Exercise instructions: Rewrite the records below with every "pixel coordinates" changed to "image coordinates" and everything else left the same. Leave the pictures out.

Extracted records:
========================================

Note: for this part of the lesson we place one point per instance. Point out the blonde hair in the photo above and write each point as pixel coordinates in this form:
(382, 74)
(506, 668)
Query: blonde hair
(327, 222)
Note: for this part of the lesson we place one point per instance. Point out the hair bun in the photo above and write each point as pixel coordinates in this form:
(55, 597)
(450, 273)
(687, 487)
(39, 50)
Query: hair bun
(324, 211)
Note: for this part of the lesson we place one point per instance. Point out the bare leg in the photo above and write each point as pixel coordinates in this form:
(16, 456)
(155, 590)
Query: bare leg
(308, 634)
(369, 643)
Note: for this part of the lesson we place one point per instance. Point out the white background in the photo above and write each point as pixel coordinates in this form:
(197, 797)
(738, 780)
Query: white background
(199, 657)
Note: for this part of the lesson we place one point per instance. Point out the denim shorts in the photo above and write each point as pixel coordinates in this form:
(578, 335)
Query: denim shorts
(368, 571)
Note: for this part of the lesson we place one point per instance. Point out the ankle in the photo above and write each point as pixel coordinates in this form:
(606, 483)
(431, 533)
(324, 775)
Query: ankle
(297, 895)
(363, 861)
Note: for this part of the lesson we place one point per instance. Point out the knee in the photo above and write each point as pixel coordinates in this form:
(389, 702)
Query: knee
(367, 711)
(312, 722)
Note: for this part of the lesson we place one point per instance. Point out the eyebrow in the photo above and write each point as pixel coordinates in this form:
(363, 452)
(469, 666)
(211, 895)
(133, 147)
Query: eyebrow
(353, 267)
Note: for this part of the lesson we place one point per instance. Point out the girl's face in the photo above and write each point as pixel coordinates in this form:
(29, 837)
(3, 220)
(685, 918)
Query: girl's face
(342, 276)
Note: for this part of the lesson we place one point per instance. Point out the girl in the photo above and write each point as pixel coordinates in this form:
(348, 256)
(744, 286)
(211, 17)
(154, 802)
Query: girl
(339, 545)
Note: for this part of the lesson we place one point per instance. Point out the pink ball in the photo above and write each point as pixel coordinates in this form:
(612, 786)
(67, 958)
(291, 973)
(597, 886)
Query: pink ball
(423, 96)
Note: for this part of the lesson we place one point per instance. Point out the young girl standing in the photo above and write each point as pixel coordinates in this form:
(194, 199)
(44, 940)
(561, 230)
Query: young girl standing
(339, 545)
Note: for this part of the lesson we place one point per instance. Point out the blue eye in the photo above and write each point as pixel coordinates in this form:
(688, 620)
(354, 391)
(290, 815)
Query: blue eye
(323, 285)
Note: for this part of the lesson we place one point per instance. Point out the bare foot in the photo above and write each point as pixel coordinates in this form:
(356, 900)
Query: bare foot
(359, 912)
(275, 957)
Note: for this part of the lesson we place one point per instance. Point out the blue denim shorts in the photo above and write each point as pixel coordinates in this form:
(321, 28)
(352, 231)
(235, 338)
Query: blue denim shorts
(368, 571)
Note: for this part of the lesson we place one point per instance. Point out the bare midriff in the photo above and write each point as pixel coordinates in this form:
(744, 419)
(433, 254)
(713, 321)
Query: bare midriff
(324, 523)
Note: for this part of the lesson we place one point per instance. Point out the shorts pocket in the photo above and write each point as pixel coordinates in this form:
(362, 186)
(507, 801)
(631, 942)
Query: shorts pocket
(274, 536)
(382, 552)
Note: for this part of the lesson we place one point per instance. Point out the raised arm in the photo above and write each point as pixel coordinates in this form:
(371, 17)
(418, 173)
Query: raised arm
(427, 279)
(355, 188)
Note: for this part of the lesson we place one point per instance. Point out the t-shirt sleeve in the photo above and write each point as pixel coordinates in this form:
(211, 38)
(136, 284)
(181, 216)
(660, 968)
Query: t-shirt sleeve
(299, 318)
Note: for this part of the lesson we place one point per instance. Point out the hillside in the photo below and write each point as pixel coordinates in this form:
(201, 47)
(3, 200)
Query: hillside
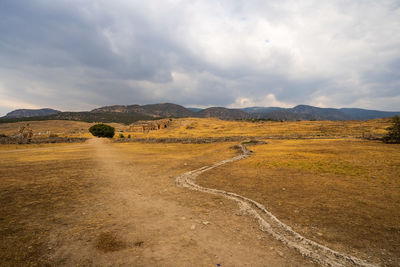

========================================

Result of this task:
Note: for this part of the lesson we place one point per instance. Point out the blonde hair in the photo above and write each point as image coordinates in this form:
(382, 74)
(506, 668)
Query: blonde hair
(327, 222)
Note: for this part of the lesson we place one point per instance. Point out the hair bun in the photo above and write each point as image coordinates in this form:
(55, 597)
(450, 273)
(687, 487)
(39, 50)
Query: hair bun
(324, 211)
Note: for this part of the lesson we place one point per instance. Point out the bare leg in the photo above and write each point as image coordinates in this form:
(16, 456)
(155, 590)
Query: bare leg
(308, 634)
(369, 643)
Note: for this part of the lesson we place one point per instance. Point out the white background in the photo above and write each point as image coordinates in this form:
(197, 797)
(738, 780)
Query: white background
(199, 657)
Note: for this part of the lesson we place one point per instance. Point out the denim shorts in the photo above and write each point as image coordinates in this form:
(578, 335)
Query: denim shorts
(368, 571)
Note: for this part of the lesson we place one point per instance. Point out the ankle in the photo above and write each point as image coordinates in this form:
(606, 483)
(431, 533)
(324, 775)
Query: ankle
(297, 895)
(363, 861)
Note: for this part of the lesson we place one point per instance. Point out the knee in the photo above and write each point as image coordinates in this form:
(389, 702)
Query: knee
(367, 711)
(312, 722)
Note: for this part of the lesson we place one point per instance. Point out the eyebrow in the photo above and write each point as image coordinates in this form:
(363, 452)
(469, 666)
(211, 895)
(133, 147)
Query: eyebrow
(353, 267)
Note: for this part of the lesson we place one point per instance. Point out the girl's face in the photo above and write each point as image coordinates in this form:
(29, 837)
(3, 220)
(685, 918)
Query: girl's face
(342, 276)
Note: for this part of the lesson we place one point per instance. Point out the girl in the photo above and write each point as image coordinates in this form:
(348, 256)
(744, 286)
(211, 17)
(154, 802)
Query: girl
(339, 545)
Note: for this part of the lesson we place one point per instance. Point out the pink ball in the photo above and write each point as image coordinates in this form:
(612, 786)
(67, 958)
(291, 973)
(597, 886)
Query: pink ball
(423, 96)
Note: for this part of the lesson we place one point per instance. Point out the young girl standing in the photo above and write each point as image coordinates in this form:
(194, 199)
(44, 940)
(561, 230)
Query: young girl standing
(339, 545)
Note: for this part of the lesson we place one point per instance. Point out the blue eye in the photo above and write each point as image coordinates in this form:
(688, 620)
(354, 391)
(290, 815)
Query: blue eye
(323, 285)
Note: for this part of the lesson we place one point per instance. Point out the bare foot in the photo above and write each point as image coordinates in this form:
(356, 900)
Query: bare foot
(359, 912)
(275, 957)
Note: for this part of the lesson we place one point per instance. Point out the blue denim shorts in the photo above and write each point as image coordinates in this form:
(321, 28)
(352, 231)
(235, 338)
Query: blue denim shorts
(368, 571)
Note: for this part of the lesson we place one point per instance. Point out the bare midriff in the photo above and write each point as image coordinates in this form:
(744, 419)
(433, 254)
(713, 321)
Query: bare midriff
(324, 523)
Note: for this part of the lesson we place one point per instance. Point out the shorts pocket in the photo above and write each point as image coordinates in this form:
(362, 186)
(507, 801)
(631, 942)
Query: shorts pocket
(274, 536)
(382, 552)
Note: for this part of the lesson we place one point per instance. Point out the raised arm in the photo above and write each point as image coordinates in this form:
(371, 17)
(418, 173)
Query: raised arm
(427, 279)
(355, 188)
Note: for this part of the lesson we place one point per instance. Point out the t-shirt sleeve in the photo above and write each point as image coordinates in this form:
(211, 38)
(136, 284)
(181, 216)
(660, 968)
Query: t-shirt sleeve
(299, 318)
Note: for this part of the lesson we place one point per instance. Point out the hillside in the photo below and write each point as image coordinates in this form:
(201, 47)
(3, 200)
Query: hillside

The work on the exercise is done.